• [Objective]:
Copy out every entry below word for word, leaving out the pictures.

• [Records supplied]:
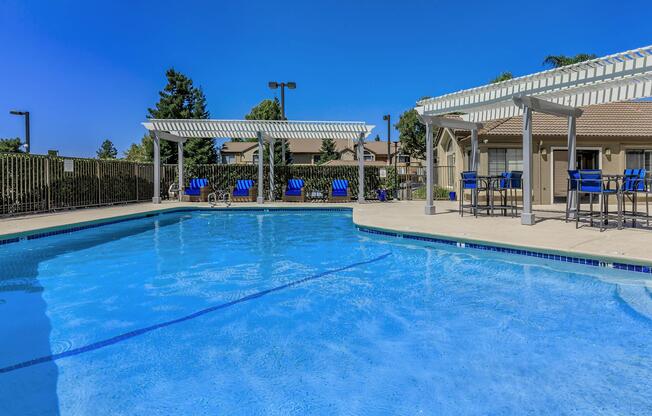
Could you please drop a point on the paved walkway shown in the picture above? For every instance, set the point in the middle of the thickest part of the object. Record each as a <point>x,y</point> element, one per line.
<point>550,233</point>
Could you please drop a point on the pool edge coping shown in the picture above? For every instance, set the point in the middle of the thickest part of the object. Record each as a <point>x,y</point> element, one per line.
<point>621,263</point>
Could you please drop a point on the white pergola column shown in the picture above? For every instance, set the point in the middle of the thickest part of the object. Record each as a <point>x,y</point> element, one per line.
<point>572,161</point>
<point>527,217</point>
<point>157,170</point>
<point>430,170</point>
<point>261,184</point>
<point>361,169</point>
<point>180,168</point>
<point>475,151</point>
<point>271,170</point>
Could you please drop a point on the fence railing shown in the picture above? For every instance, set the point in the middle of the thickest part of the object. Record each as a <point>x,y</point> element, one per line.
<point>36,183</point>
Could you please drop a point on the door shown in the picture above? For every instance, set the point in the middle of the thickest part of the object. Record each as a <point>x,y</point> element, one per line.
<point>585,159</point>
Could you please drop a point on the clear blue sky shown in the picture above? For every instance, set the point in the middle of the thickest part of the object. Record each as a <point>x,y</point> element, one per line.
<point>88,70</point>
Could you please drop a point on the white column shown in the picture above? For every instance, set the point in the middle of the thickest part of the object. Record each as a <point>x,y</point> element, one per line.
<point>271,170</point>
<point>572,161</point>
<point>527,217</point>
<point>261,184</point>
<point>157,170</point>
<point>430,170</point>
<point>475,150</point>
<point>180,168</point>
<point>361,169</point>
<point>283,151</point>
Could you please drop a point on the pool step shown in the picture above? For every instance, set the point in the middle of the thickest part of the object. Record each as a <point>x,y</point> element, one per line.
<point>638,297</point>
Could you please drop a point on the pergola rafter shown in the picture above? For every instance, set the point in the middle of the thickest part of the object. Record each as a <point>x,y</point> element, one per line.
<point>619,77</point>
<point>263,130</point>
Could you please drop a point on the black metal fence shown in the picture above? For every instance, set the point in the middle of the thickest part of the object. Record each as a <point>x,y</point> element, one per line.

• [Answer]:
Could you please drop a point on the paved walkway shown in the picture above? For every instance, set the point in the middle of the thickest part of the object. Record each as a <point>x,y</point> element, one per line.
<point>550,233</point>
Could you please drop a point on the pool edge coping shown in the picture above? For every instance, set the point in the middle of the thickest part of the object. Record each as a <point>x,y</point> element, one per line.
<point>621,263</point>
Could you please drop a point on the white pergola column shown in the picture above? For every instance, set the point in the middle of the thickest part of the object. Record each as a <point>x,y</point> element, one per line.
<point>572,161</point>
<point>527,217</point>
<point>157,170</point>
<point>430,170</point>
<point>261,184</point>
<point>361,169</point>
<point>180,168</point>
<point>475,151</point>
<point>271,170</point>
Could you please drop a point on the fence railing shown in the picture above? For every instance, set the point in the middle of the thickest part of the object. Record each as a <point>x,y</point> element, one per line.
<point>36,183</point>
Could you please drop a point on the door shown in the picture above? For every instance, set the point in the middle of the thickest part of the object. Record each as a <point>x,y</point> element, one per line.
<point>585,159</point>
Could you please drop a point on the clear blue sky shown in the picture above? For every instance, set the point in the middle of the thickest part of the object. Record each as a <point>x,y</point> element, one per line.
<point>88,70</point>
Could you please drop a point on the white column shown in the picture above? For every instance, set the point in the middle of the thickest part of the object. Record each as a <point>x,y</point> element, one per line.
<point>271,170</point>
<point>572,161</point>
<point>527,217</point>
<point>261,184</point>
<point>157,170</point>
<point>430,170</point>
<point>475,150</point>
<point>180,168</point>
<point>361,169</point>
<point>283,151</point>
Could you please drop a point on the pool step shown in the picture above? For every instance, set the point in the middle of the thickest part of the object. Record each as a <point>x,y</point> element, one per line.
<point>638,297</point>
Could you please drop a point on the pergola rafter shown in the picture above? For every instance, set the point in the middle of the thickest part of the object. Record each as a <point>x,y</point> element, one per line.
<point>619,77</point>
<point>263,130</point>
Could you please drop a point on the black metal fence shown in the picture above? For every instance, set the point in the middle of the thickest part of the object. Record each as a <point>x,y</point> element, one per line.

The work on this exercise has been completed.